▶ Kutipan Terpilih:
Sebagai manusia modern kita memang kurang bertanggung jawab terhadap lingkungan. Selama 4,6 miliar tahun sejak planet ini eksis sampai hari ini, kita sudah mengemisikan kurang lebih 1.700 gigaton karbon. Bahkan setiap tahun kita terus-menerus mengemisikan 35-40 gigaton karbon. Ini fakta ekologis yang kurang mencerminkan keimanan kita.
Padahal, dalam perspektif al-Quran, alam semesta itu disebut sebagai pertanda Tuhan atau ayat Allah. Maka, Allah bilang dalam al-Quran surat Fussilat ayat 53, “Sanurīhim āyātinā fil-āfāqi wa fī anfusihim,” artinya ayat-ayat Allah itu bukan hanya apa yang tertulis dalam al-Quran saja. Bahkan yang tertulis di Quran itu level belakangan.
Sebelumnya ayat-ayat Allah itu “fil-āfāqi wa fī anfusihim,” ada di dalam dirimu dan di alam semesta. Al-Quran itu merupakan generasi akhir. Kita didikte dengan kalimat, “Nih, Tuhan itu ada.” Dahulu, dengan melihat alam saja, seseorang itu tahu bahwa tidak mungkin semua ini ada tanpa Tuhan. Apalagi melihat dalam dirinya dengan segala keunikan manusia, bahkan setiap orang dengan keunikannya, tak mungkin ini tidak diciptakan oleh Tuhan.
Jadi, tidak usah didikte pakai ayat atau “kata”. Sebab, kata itu sifatnya mereduksi sesuatu yang tak terbatas. Apa-apa harus dijelaskan oleh kata. Sesuatu yang lebih bisa menjelaskan sebenarnya imajinasi kita sebagai manusia tentang semesta. Karena itu, ketika terjadi perusakan terhadap alam, berarti harus disadari itu perusakan terhadap tanda-tanda Tuhan, yang itu bukan hanya buruk, tapi juga berbahaya.
Ibarat kita datang ke sebuah museum dan menghancurkan semua yang dikoleksi museum itu. Padahal, kita mendapat informasi tentang suatu zaman, misalnya, dari museum tersebut. Kalau itu dihancurkan, otomatis hilang jejak tentang suatu zaman, sehingga tak bisa dengan baik kita meyakinkan generasi selanjutnya bahwa zaman itu ada.

▶ Soal Latihan:
1 > Menurut kutipan terpilih, berapa gigaton karbon yang terus diemisikan manusia setiap tahun?
2 > Jelaskan alasan yang diberikan kutipan terpilih tentang mengapa seseorang tidak perlu didikte dengan ayat atau "kata".
3 > Tuliskan kembali bagian kutipan terpilih mulai dari "Sebelumnya ayat-ayat Allah" hingga "tapi juga berbahaya.".

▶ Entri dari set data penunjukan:
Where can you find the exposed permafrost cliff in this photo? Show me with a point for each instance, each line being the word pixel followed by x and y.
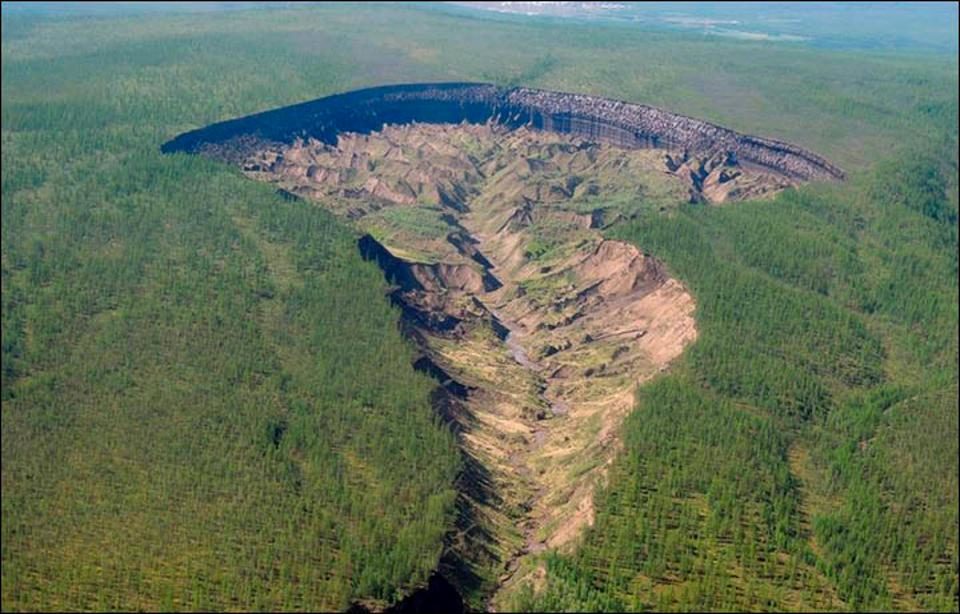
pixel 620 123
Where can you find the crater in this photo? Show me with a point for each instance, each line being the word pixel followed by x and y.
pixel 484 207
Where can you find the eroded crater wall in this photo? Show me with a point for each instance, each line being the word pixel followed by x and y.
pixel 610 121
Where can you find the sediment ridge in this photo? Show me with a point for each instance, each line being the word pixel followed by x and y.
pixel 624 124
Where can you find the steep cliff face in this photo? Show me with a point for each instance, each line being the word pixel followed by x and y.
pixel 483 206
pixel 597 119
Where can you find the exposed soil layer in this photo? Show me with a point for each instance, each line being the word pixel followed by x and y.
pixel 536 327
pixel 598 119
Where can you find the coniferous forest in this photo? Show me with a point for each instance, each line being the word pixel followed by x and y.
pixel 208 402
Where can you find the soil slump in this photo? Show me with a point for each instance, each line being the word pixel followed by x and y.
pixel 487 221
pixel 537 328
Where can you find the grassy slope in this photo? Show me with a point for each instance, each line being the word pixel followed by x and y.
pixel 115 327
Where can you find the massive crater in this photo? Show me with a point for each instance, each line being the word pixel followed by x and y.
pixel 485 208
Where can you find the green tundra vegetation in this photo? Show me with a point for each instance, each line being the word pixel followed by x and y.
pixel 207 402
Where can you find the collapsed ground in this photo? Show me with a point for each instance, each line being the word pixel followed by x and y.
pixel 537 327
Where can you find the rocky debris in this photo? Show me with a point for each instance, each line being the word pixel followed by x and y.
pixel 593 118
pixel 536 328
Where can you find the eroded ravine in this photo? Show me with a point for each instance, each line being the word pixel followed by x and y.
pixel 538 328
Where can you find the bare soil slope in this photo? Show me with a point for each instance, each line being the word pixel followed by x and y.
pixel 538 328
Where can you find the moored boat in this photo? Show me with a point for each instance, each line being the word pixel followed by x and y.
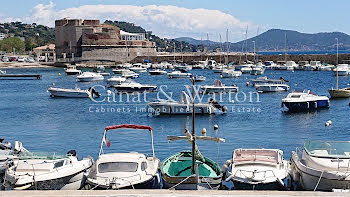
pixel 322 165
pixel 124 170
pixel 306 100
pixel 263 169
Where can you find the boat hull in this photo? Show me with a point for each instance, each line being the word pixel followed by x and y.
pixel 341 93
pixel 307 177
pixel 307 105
---
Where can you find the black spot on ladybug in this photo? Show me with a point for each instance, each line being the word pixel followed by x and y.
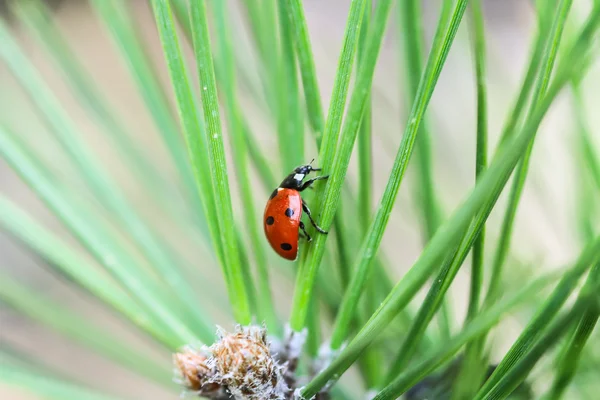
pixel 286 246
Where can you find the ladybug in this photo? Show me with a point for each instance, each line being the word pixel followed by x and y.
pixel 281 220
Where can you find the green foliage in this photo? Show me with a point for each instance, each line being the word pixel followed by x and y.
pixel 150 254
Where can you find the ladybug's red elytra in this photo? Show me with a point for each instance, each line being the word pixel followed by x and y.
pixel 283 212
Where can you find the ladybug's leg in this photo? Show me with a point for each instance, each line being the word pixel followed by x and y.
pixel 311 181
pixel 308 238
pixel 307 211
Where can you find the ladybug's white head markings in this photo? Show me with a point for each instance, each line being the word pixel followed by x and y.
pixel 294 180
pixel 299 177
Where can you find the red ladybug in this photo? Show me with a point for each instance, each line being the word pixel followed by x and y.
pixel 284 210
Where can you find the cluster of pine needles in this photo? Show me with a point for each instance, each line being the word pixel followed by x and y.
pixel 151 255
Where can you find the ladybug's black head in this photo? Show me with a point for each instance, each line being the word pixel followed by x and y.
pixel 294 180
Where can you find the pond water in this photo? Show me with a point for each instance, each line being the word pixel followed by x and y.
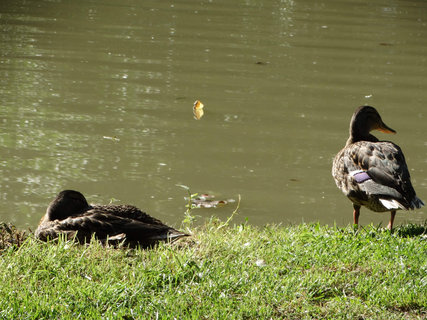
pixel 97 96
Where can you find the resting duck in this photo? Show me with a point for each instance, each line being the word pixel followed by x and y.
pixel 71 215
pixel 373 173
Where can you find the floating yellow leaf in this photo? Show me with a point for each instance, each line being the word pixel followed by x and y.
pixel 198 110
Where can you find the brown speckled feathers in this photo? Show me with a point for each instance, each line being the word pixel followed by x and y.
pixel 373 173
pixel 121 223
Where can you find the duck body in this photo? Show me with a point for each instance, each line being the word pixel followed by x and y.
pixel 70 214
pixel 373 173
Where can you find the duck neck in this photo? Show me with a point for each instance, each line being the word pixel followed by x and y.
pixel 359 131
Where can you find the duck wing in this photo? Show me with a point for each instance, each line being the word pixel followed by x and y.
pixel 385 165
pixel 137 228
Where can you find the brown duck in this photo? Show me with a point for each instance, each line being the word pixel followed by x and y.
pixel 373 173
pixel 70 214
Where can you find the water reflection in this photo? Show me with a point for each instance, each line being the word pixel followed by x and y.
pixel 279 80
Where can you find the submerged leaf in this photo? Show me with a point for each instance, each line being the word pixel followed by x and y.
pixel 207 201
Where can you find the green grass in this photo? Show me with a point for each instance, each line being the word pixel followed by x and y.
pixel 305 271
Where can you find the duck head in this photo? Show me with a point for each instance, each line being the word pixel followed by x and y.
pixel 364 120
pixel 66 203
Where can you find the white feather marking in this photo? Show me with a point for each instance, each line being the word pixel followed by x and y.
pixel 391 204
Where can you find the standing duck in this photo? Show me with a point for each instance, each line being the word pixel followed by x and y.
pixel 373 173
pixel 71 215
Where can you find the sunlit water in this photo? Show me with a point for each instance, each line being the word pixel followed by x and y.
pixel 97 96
* * *
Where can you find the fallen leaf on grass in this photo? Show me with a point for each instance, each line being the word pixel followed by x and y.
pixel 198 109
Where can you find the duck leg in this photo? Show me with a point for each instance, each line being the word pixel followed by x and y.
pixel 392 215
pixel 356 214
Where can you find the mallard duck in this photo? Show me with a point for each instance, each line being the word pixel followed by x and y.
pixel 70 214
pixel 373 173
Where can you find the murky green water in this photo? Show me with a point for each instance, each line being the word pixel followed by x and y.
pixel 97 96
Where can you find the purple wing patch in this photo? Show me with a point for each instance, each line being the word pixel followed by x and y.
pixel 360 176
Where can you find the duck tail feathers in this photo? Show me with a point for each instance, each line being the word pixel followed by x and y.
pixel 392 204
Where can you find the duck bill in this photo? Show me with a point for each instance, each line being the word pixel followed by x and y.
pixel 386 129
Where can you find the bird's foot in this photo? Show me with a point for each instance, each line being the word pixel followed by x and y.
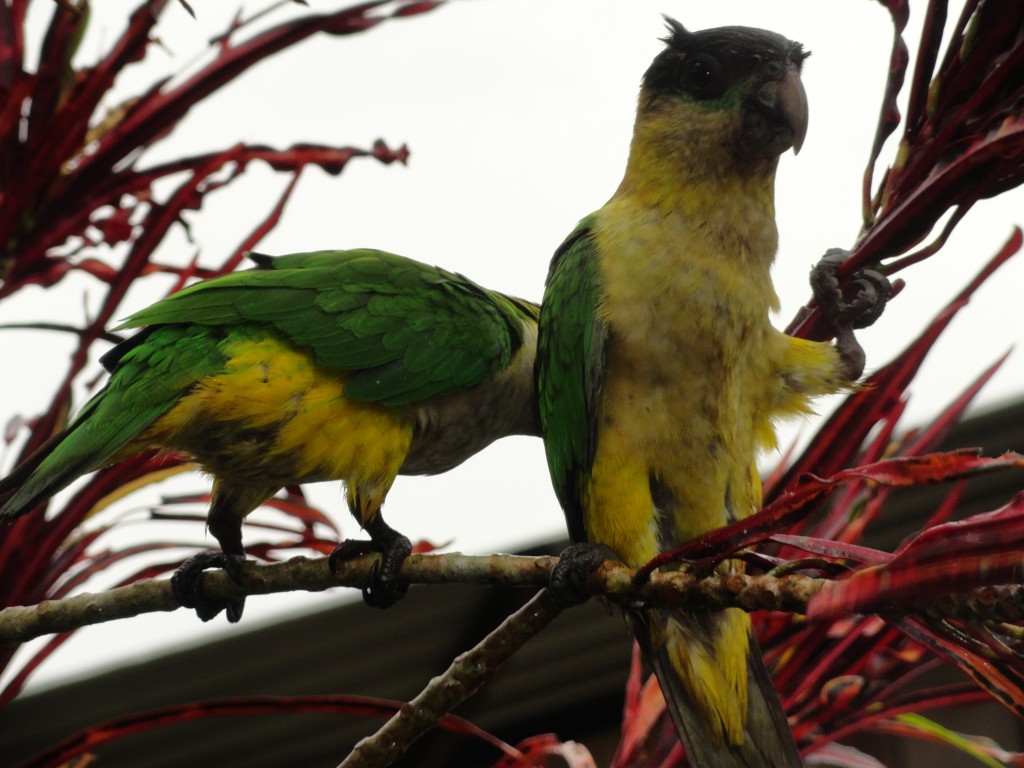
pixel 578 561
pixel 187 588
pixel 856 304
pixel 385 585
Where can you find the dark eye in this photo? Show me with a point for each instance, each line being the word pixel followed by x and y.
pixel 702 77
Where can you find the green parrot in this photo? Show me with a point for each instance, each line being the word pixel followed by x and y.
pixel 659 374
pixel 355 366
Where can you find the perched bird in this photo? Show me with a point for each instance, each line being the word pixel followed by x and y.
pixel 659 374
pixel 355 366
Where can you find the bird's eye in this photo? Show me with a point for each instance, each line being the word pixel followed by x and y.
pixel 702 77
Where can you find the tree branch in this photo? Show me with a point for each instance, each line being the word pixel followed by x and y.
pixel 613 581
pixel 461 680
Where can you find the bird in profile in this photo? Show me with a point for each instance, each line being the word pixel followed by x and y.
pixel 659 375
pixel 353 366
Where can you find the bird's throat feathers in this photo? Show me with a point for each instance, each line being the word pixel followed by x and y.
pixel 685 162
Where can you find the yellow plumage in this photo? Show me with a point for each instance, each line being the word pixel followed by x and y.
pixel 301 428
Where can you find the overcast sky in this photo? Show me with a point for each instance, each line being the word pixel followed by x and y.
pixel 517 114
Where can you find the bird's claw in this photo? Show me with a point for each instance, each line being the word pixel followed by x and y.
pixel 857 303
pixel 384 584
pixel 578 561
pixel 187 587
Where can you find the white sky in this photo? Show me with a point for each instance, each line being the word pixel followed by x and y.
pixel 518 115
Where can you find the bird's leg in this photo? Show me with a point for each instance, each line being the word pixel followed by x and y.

▶ Jawaban Tiap Soal:
1 > Setiap tahun manusia terus-menerus mengemisikan 35-40 gigaton karbon.

2 > Kata bersifat mereduksi sesuatu yang tak terbatas. Menurut kutipan, yang sebenarnya lebih bisa menjelaskan adalah imajinasi manusia tentang semesta.

3 >
Sebelumnya ayat-ayat Allah itu “fil-āfāqi wa fī anfusihim,” ada di dalam dirimu dan di alam semesta. Al-Quran itu merupakan generasi akhir. Kita didikte dengan kalimat, “Nih, Tuhan itu ada.” Dahulu, dengan melihat alam saja, seseorang itu tahu bahwa tidak mungkin semua ini ada tanpa Tuhan. Apalagi melihat dalam dirinya dengan segala keunikan manusia, bahkan setiap orang dengan keunikannya, tak mungkin ini tidak diciptakan oleh Tuhan.
Jadi, tidak usah didikte pakai ayat atau “kata”. Sebab, kata itu sifatnya mereduksi sesuatu yang tak terbatas. Apa-apa harus dijelaskan oleh kata. Sesuatu yang lebih bisa menjelaskan sebenarnya imajinasi kita sebagai manusia tentang semesta. Karena itu, ketika terjadi perusakan terhadap alam, berarti harus disadari itu perusakan terhadap tanda-tanda Tuhan, yang itu bukan hanya buruk, tapi juga berbahaya.